[[ DATA TO PROCESS open ]]

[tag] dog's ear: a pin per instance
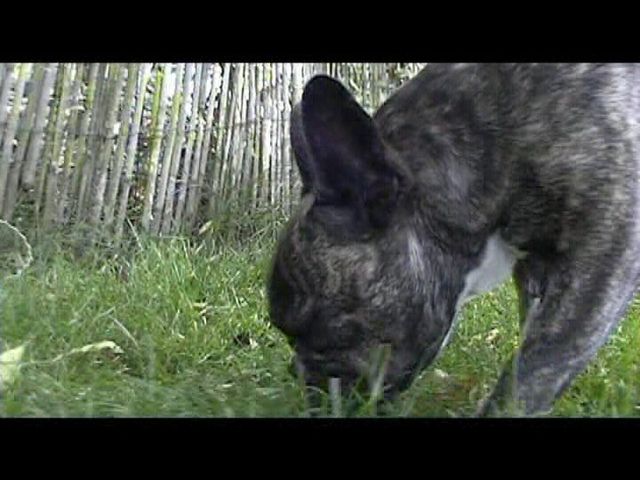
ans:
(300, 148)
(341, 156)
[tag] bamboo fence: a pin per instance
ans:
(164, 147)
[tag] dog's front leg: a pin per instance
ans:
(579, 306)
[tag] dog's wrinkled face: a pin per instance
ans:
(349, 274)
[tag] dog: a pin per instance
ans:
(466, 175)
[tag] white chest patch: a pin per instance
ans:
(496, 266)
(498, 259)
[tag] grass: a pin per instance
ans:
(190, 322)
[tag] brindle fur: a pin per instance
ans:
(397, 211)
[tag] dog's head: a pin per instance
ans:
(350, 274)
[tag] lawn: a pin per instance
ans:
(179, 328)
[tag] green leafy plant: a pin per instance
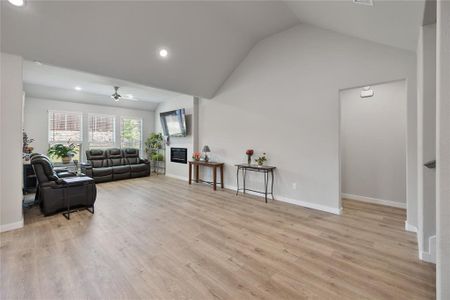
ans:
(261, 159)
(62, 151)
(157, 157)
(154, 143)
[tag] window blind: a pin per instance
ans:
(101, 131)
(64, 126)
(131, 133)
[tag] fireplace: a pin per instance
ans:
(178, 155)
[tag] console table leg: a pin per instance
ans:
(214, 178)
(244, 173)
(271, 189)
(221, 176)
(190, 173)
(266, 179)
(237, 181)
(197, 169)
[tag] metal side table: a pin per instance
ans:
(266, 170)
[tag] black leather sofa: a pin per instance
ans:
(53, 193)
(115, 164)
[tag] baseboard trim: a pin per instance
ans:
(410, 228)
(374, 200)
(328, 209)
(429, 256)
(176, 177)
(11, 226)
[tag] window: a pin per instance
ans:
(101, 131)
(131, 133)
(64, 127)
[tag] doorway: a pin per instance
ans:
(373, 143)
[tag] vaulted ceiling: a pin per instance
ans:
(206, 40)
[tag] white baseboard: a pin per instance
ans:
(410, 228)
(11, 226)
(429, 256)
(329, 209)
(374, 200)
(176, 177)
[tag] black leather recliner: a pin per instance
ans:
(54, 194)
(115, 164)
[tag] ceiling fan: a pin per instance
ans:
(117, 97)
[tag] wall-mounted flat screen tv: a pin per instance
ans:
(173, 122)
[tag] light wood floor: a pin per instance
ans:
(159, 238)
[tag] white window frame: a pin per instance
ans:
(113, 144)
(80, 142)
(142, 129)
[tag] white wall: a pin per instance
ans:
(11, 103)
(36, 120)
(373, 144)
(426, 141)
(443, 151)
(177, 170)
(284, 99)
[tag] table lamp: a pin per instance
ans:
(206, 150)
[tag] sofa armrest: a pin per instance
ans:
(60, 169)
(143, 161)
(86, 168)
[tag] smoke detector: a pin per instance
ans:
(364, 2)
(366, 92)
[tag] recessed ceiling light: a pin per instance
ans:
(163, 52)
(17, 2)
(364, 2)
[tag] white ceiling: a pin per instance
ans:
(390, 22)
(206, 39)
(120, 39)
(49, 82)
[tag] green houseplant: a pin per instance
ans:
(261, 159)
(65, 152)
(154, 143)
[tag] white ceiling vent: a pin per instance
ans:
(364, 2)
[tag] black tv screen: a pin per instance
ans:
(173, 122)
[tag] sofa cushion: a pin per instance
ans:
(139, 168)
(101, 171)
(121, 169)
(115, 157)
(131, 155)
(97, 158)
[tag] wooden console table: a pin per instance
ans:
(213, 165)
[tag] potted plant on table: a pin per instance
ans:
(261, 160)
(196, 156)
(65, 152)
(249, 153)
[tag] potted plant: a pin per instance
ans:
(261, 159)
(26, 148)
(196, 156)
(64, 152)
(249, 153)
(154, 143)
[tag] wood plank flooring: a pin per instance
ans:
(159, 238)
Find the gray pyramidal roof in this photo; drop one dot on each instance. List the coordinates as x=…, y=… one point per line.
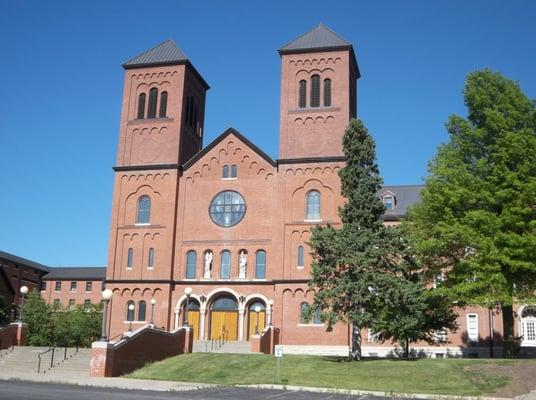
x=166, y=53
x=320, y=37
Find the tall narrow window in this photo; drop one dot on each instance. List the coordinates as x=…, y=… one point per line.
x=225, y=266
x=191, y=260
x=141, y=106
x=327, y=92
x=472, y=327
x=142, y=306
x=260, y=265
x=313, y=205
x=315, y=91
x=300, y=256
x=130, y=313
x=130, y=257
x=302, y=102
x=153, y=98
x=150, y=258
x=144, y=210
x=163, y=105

[[ DATA TO PROCESS closed ]]

**EXERCISE INSTRUCTIONS:**
The answer is to be a bare number, showing how many lines of the records contain "leather".

**TASK RESPONSE:**
2